**Dataset entries**.
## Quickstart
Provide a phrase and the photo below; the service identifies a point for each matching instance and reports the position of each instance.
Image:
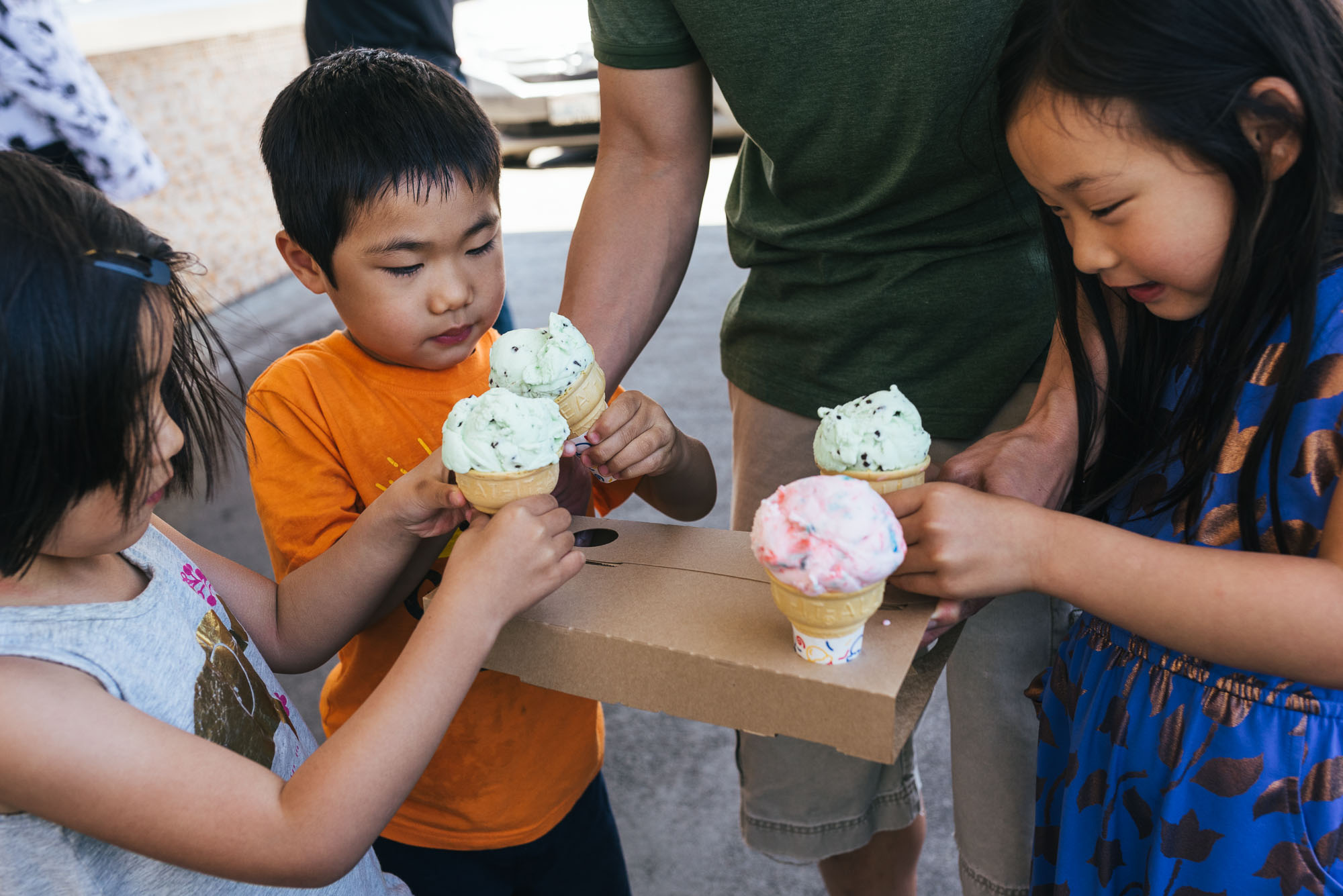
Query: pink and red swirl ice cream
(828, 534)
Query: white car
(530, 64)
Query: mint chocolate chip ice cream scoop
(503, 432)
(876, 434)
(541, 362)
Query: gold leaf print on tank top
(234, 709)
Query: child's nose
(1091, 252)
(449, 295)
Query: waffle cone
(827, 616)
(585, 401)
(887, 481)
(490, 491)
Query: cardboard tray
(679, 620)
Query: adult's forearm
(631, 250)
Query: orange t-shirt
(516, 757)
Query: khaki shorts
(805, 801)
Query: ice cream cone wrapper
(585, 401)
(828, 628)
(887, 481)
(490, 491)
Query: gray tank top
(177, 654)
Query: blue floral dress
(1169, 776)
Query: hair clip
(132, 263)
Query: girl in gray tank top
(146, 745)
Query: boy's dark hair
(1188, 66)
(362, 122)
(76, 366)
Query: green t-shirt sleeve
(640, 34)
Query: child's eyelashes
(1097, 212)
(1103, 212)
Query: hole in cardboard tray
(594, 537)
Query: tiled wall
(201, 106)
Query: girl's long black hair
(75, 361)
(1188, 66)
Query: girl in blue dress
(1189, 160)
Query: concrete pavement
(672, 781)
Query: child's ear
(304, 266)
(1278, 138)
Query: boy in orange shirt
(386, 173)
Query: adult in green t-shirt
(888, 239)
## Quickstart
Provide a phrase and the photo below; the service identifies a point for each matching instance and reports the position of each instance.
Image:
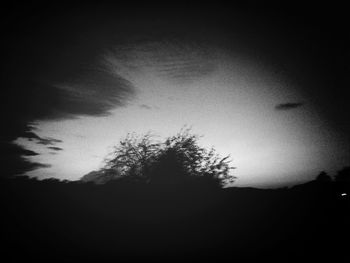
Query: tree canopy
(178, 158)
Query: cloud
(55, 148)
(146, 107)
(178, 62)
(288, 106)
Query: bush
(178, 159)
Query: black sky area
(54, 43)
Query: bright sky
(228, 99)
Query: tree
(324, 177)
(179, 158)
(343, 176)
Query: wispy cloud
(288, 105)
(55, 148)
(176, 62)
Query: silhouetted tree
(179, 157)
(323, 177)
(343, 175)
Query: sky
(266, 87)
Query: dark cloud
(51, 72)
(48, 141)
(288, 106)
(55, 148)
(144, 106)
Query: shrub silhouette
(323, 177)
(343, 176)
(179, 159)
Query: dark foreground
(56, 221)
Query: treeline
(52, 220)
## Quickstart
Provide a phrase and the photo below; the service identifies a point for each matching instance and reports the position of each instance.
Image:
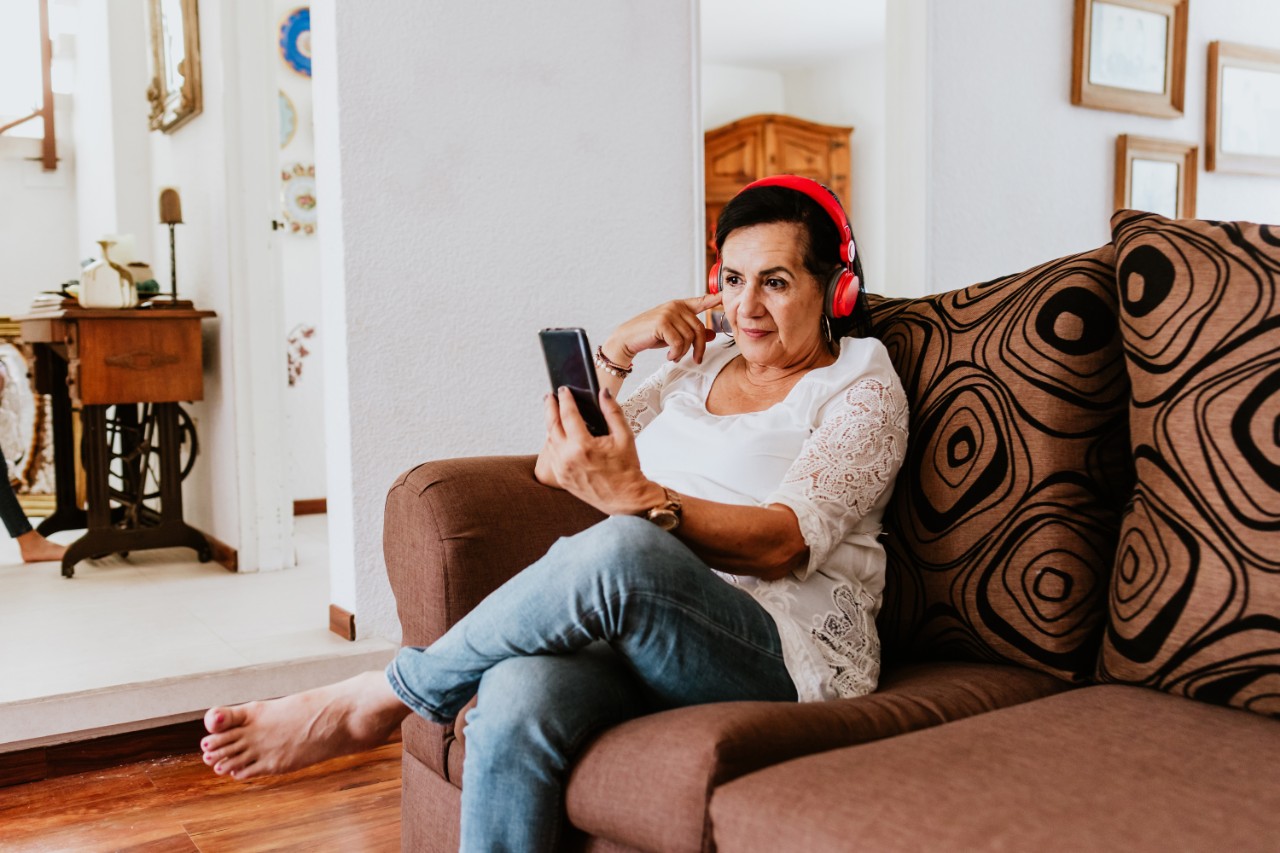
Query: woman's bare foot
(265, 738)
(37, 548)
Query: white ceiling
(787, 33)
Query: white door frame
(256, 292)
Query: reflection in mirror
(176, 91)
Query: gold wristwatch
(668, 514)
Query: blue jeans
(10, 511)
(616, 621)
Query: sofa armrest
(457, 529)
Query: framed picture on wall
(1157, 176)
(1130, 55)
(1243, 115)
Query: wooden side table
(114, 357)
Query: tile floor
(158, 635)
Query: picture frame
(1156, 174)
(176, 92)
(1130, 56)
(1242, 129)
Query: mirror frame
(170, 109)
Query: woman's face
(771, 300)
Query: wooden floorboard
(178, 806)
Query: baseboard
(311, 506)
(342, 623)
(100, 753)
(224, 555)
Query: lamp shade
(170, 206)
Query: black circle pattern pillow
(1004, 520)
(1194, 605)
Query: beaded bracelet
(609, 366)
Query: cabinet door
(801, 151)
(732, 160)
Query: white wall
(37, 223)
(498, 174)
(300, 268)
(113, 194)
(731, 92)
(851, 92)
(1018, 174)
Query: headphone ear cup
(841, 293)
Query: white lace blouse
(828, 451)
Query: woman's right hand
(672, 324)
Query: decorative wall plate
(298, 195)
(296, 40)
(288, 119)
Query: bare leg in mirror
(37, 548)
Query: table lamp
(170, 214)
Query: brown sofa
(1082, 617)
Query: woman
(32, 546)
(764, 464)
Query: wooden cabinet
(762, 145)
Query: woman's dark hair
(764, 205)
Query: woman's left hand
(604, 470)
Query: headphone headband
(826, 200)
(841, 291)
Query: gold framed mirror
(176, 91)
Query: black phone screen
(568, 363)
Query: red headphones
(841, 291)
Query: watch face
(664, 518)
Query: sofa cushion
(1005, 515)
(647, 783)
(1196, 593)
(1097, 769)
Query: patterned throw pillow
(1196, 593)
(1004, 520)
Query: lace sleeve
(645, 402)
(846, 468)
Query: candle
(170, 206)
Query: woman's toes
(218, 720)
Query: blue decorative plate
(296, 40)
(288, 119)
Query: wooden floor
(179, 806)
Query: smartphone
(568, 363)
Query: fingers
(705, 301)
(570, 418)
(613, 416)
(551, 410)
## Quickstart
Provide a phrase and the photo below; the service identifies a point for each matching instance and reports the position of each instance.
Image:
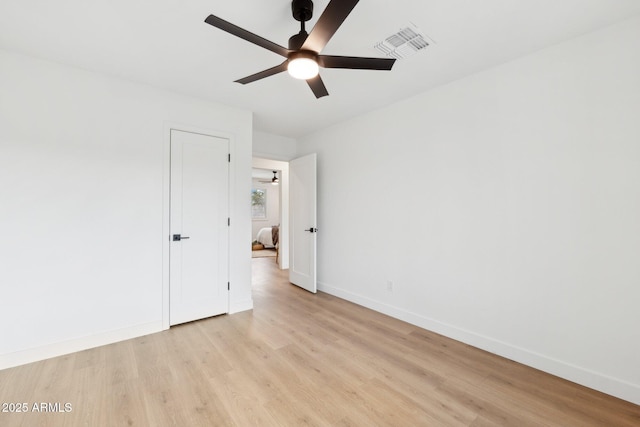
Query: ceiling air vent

**ABOUT THIS TASK**.
Return the entries verbatim without images.

**YOUR SOLUTION**.
## Quickstart
Provide a phrase and the photo below; the service identifies a point for each matching instance and reports the position of each instance.
Image:
Query: pink and red swirl ice cream
(828, 534)
Query: white car
(530, 64)
Query: mint chocolate chip ice cream scoop
(503, 432)
(876, 434)
(541, 362)
Query: gold leaf print on tank top
(234, 709)
Query: child's nose
(1091, 252)
(449, 295)
Query: waffle cone
(827, 616)
(585, 401)
(887, 481)
(490, 491)
Query: cardboard tray
(679, 620)
Query: adult's forearm
(631, 250)
Query: orange t-shirt
(516, 757)
Query: khaki shorts
(805, 801)
Query: ice cream cone wrapper
(585, 401)
(828, 628)
(887, 481)
(490, 491)
Query: gray tank top
(177, 654)
Query: blue floral dress
(1169, 776)
Query: hair clip
(132, 263)
Query: girl in gray tank top
(146, 745)
Query: boy's dark hair
(1188, 66)
(362, 122)
(76, 366)
Query: green t-shirt sleeve
(640, 34)
Query: child's eyelashes
(1097, 212)
(1103, 212)
Query: hole in cardboard tray
(594, 537)
Query: tiled wall
(201, 106)
Query: girl's long black hair
(75, 361)
(1188, 66)
Query: girl in blue dress
(1189, 160)
Query: concrete pavement
(672, 781)
Query: child's ear
(304, 266)
(1278, 138)
Query: boy in orange shirt
(386, 173)
Query: adult in green t-shirt
(888, 239)
## Quickstart
Provide a phrase and the photo below; the service identifies a point for each matching instance and reports the position of each instance.
Image:
Query: tree canopy
(178, 158)
Query: cloud
(55, 148)
(146, 107)
(178, 62)
(288, 106)
Query: bush
(178, 159)
Query: black sky area
(54, 43)
Query: bright sky
(228, 99)
Query: tree
(324, 177)
(179, 158)
(343, 176)
Query: wispy cloud
(288, 105)
(55, 148)
(176, 62)
Query: silhouetted tree
(179, 157)
(323, 177)
(343, 175)
Query: sky
(266, 87)
Query: dark cloud
(51, 72)
(48, 141)
(288, 106)
(55, 148)
(144, 106)
Query: shrub silhouette
(323, 177)
(343, 176)
(179, 159)
Query: dark foreground
(56, 221)
Query: treeline
(52, 220)
## Quickstart
Provide a phrase and the photo below; the service identifies a point for each matching instance and reports the position of each instance.
Image:
Query: woman's bare foot
(265, 738)
(37, 548)
Query: white ceiling
(787, 33)
Query: white door frame
(256, 292)
Query: reflection in mirror
(176, 91)
Query: gold wristwatch
(668, 514)
Query: blue jeans
(10, 511)
(616, 621)
Query: sofa armrest
(457, 529)
Query: framed picture on wall
(1157, 176)
(1130, 55)
(1243, 115)
Query: wooden side table
(114, 357)
Query: tile floor
(158, 635)
Query: picture frame
(1156, 174)
(176, 92)
(1130, 56)
(1242, 129)
Query: mirror frame
(170, 109)
Query: woman's face
(771, 300)
Query: wooden floorboard
(178, 806)
Query: baseboard
(311, 506)
(342, 623)
(100, 753)
(224, 555)
Query: lamp shade
(170, 206)
Query: black circle pattern pillow
(1004, 520)
(1194, 605)
Query: beaded bracelet
(609, 366)
Query: cabinet door
(801, 151)
(732, 160)
Query: white wall
(37, 223)
(498, 174)
(300, 268)
(113, 194)
(731, 92)
(851, 92)
(1018, 174)
Query: headphone ear cup
(841, 293)
Query: white lace blouse
(828, 451)
Query: woman's right hand
(672, 324)
Query: decorative wall plate
(298, 195)
(296, 40)
(288, 119)
Query: bare leg in mirror
(37, 548)
Query: table lamp
(170, 214)
Query: brown sofa
(1082, 617)
Query: woman
(32, 546)
(764, 464)
Query: wooden cabinet
(762, 145)
Query: woman's dark hair
(764, 205)
Query: woman's left hand
(604, 470)
Query: headphone headband
(826, 200)
(841, 291)
Query: gold framed mirror
(176, 91)
Query: black phone screen
(568, 363)
Query: red headphones
(841, 291)
Query: watch face
(664, 518)
Query: sofa cushion
(1005, 515)
(647, 783)
(1196, 593)
(1097, 769)
Query: patterned throw pillow
(1196, 593)
(1004, 520)
Query: lace sleeve
(645, 402)
(846, 468)
Query: candle
(170, 206)
Query: woman's toes
(218, 720)
Query: blue decorative plate
(296, 40)
(288, 119)
Query: wooden floor
(179, 806)
Query: smartphone
(568, 363)
Query: fingers
(705, 301)
(570, 418)
(613, 416)
(551, 410)
## Quickstart
Provide a phrase and the photo below; the service identifies a point for each matching instance and reports the position of each instance.
Image:
Query: ceiling air vent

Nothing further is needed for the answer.